Document segment:
I have come across two major problems recently, and couldn't solve them. Imagine we have measured an independent variable 2000 times and I'm interested to talk about the mean of the population: So as some textbooks suggested, I can perform some calculations like this:
Variance = Sum of squared/(2000-1)
then standard deviation =sqrt(variance)
Standard error(SE) = standard deviation / sqrt(2000)
mean value - SE and mean value + SE (for approximately 68.2% confidence interval)
But the first problem here is that why we don't put these 2000 measurements into several samples, then calculate the sampling distribution and instead of using sqrt(2000) in the SE denominator, using sqrt(Number of samples) then calculate the mean plus-minus the SE.
1- Which method is better? Is one of these methods wrong?
Apparently, when the sample size gets bigger, the interpretation of some tests like Shapiro-Wilk, Levene's test should be made cautiously (Also the significant results regarding the p-values). On the other hand, if the sample size is too small, the normality of data(or sampling distribution) won't be valid and some other issues. I found out that for example in psychology departments the sample size less than 30 considered small and greater than 200 will be considered very big, but in other fields it's not the case.

Source material:
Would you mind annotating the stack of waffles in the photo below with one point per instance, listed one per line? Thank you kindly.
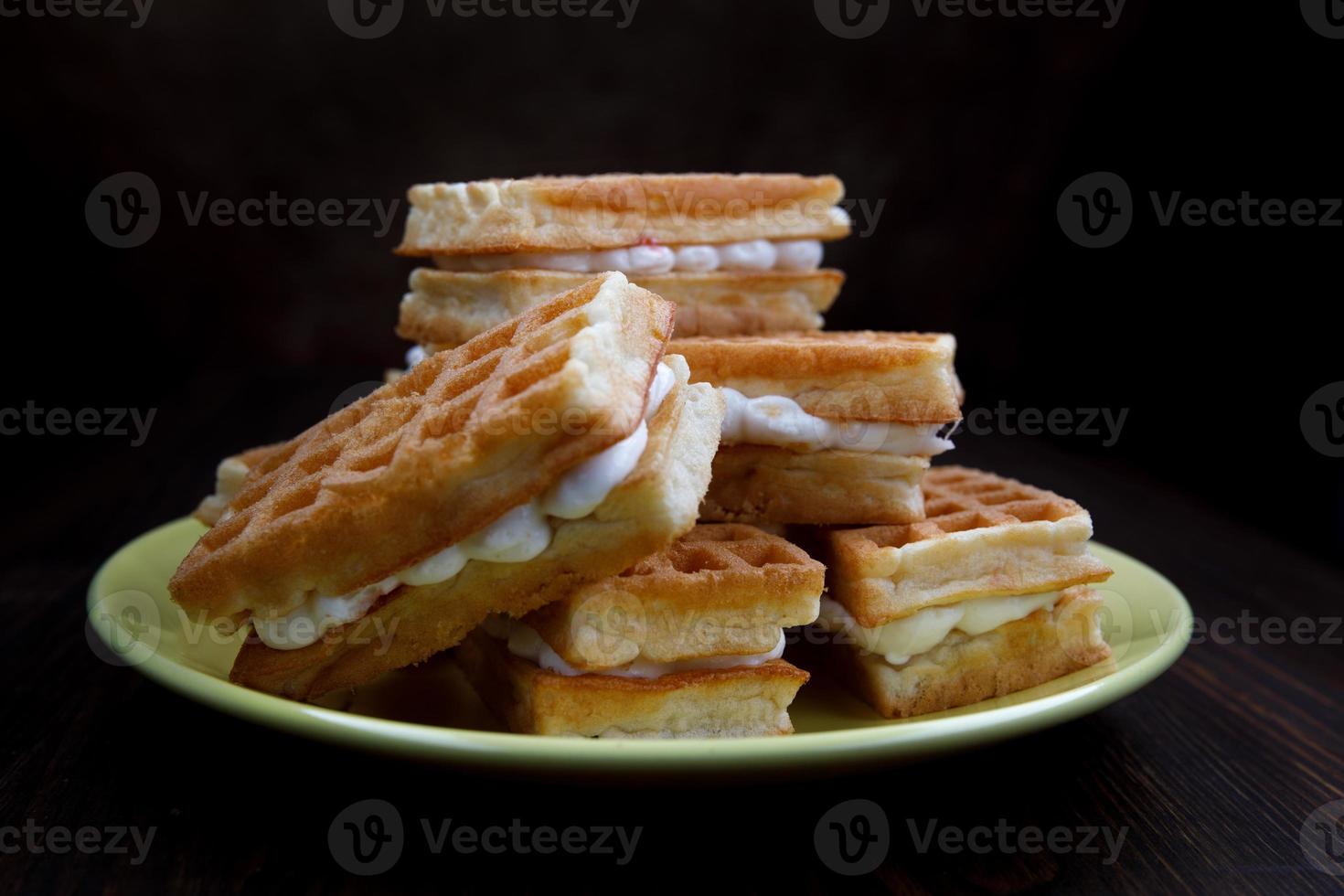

Task prompt: Extract the post on standard error and sample size in full, reproducing every word and symbol without change.

Task answer:
I have come across two major problems recently, and couldn't solve them. Imagine we have measured an independent variable 2000 times and I'm interested to talk about the mean of the population: So as some textbooks suggested, I can perform some calculations like this:
Variance = Sum of squared/(2000-1)
then standard deviation =sqrt(variance)
Standard error(SE) = standard deviation / sqrt(2000)
mean value - SE and mean value + SE (for approximately 68.2% confidence interval)
But the first problem here is that why we don't put these 2000 measurements into several samples, then calculate the sampling distribution and instead of using sqrt(2000) in the SE denominator, using sqrt(Number of samples) then calculate the mean plus-minus the SE.
1- Which method is better? Is one of these methods wrong?
Apparently, when the sample size gets bigger, the interpretation of some tests like Shapiro-Wilk, Levene's test should be made cautiously (Also the significant results regarding the p-values). On the other hand, if the sample size is too small, the normality of data(or sampling distribution) won't be valid and some other issues. I found out that for example in psychology departments the sample size less than 30 considered small and greater than 200 will be considered very big, but in other fields it's not the case.